## TEKS BACAAN
<<<<
Membumikan
Al-Qur'an
oleh Dr. M. Quraish
Shihab
Keotentikan Al-Quran
Al-Quran Al-Karim memperkenalkan
dirinya dengan berbagai ciri dan sifat. Salah satu di antaranya adalah bahwa ia
merupakan kitab yang keotentikannya dijamin oleh Allah, dan ia adalah kitab
yang selalu dipelihara. Inna nahnu nazzalna al-dzikra wa inna lahu lahafizhun
(Sesungguhnya Kami yang menurunkan Al-Quran dan Kamilah
Pemelihara-pemelihara-Nya) (QS 15:9).
>>>>
## PETUNJUK
a – Ringkaslah teks tentang keotentikan Al-Quran dalam dua kalimat.
b – Lanjutkan teks tentang keotentikan Al-Quran mulai dari sesudah kalimat terakhirnya.

## BAHAN KAJIAN
<<<<
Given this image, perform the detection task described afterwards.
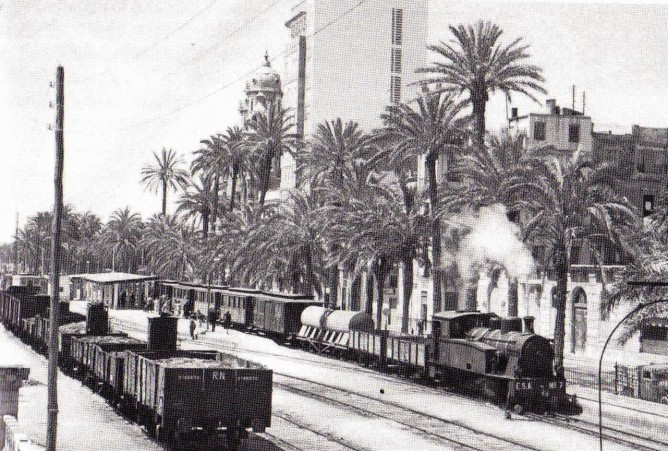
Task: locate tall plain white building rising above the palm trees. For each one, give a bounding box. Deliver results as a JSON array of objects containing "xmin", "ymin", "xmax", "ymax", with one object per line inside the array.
[{"xmin": 281, "ymin": 0, "xmax": 428, "ymax": 189}]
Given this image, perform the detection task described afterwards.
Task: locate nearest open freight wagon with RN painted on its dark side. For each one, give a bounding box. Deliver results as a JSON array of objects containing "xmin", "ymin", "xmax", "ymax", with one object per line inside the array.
[{"xmin": 123, "ymin": 350, "xmax": 273, "ymax": 443}]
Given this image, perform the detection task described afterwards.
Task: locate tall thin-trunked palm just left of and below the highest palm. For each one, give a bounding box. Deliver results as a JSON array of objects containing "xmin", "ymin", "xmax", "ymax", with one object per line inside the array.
[{"xmin": 376, "ymin": 92, "xmax": 463, "ymax": 316}]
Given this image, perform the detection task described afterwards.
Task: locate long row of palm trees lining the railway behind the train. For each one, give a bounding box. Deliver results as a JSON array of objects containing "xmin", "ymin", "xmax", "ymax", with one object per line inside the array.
[{"xmin": 6, "ymin": 22, "xmax": 639, "ymax": 365}]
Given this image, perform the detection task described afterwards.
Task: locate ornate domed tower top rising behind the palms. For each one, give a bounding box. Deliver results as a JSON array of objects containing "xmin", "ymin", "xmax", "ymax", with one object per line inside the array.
[{"xmin": 239, "ymin": 53, "xmax": 283, "ymax": 128}]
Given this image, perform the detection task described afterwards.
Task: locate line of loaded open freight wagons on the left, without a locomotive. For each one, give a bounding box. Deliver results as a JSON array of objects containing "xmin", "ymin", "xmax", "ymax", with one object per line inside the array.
[{"xmin": 0, "ymin": 287, "xmax": 273, "ymax": 449}]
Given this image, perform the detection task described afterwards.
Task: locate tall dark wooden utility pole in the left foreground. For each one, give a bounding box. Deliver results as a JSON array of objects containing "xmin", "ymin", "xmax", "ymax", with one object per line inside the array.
[{"xmin": 46, "ymin": 66, "xmax": 65, "ymax": 451}]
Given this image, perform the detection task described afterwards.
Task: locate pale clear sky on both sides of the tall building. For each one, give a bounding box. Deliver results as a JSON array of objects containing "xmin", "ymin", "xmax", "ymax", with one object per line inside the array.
[{"xmin": 0, "ymin": 0, "xmax": 668, "ymax": 243}]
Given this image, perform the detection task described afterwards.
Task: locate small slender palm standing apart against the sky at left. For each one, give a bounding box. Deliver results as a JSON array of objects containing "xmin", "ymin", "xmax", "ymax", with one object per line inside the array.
[{"xmin": 140, "ymin": 147, "xmax": 188, "ymax": 215}]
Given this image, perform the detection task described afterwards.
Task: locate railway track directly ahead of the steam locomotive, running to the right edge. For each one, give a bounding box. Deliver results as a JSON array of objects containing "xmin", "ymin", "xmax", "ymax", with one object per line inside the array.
[{"xmin": 527, "ymin": 414, "xmax": 668, "ymax": 451}]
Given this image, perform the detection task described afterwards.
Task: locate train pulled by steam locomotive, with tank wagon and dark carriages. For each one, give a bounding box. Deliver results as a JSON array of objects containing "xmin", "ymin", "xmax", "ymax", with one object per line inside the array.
[{"xmin": 156, "ymin": 281, "xmax": 582, "ymax": 414}]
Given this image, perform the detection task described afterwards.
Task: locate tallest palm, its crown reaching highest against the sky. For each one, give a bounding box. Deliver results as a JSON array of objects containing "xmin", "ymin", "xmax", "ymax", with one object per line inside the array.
[{"xmin": 418, "ymin": 21, "xmax": 546, "ymax": 146}]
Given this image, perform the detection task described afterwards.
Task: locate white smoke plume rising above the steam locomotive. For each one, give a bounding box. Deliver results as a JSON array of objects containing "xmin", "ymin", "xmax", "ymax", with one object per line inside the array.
[{"xmin": 453, "ymin": 204, "xmax": 535, "ymax": 280}]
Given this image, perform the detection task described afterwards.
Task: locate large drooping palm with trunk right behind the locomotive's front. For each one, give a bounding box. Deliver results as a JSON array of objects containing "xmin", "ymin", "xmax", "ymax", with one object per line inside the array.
[{"xmin": 504, "ymin": 152, "xmax": 637, "ymax": 368}]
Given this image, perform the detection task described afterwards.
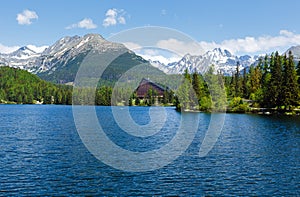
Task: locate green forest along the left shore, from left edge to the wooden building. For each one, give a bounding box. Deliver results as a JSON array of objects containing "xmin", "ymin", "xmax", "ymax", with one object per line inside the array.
[{"xmin": 0, "ymin": 66, "xmax": 174, "ymax": 106}]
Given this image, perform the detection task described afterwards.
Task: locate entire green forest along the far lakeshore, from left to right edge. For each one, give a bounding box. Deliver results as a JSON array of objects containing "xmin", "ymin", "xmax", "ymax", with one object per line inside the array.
>>>>
## JAWABAN LATIHAN
a – Al-Quran memperkenalkan dirinya dengan berbagai ciri dan sifat, salah satunya sebagai kitab yang keotentikannya dijamin oleh Allah dan yang selalu dipelihara. Jaminan itu tercantum dalam QS 15:9, yang menyatakan bahwa Allah yang menurunkan Al-Quran dan Dia pula pemeliharanya.

b –
Demikianlah Allah menjamin keotentikan
Al-Quran, jaminan yang diberikan atas dasar Kemahakuasaan dan Kemahatahuan-Nya,
serta berkat upaya-upaya yang dilakukan oleh makhluk-makhluk-Nya, terutama oleh
manusia. Dengan jaminan ayat di atas, setiap Muslim percaya bahwa apa yang
dibaca dan didengarnya sebagai Al-Quran tidak berbeda sedikit pun dengan apa
yang pernah dibaca oleh Rasulullah saw., dan yang didengar serta dibaca oleh
para sahabat Nabi saw.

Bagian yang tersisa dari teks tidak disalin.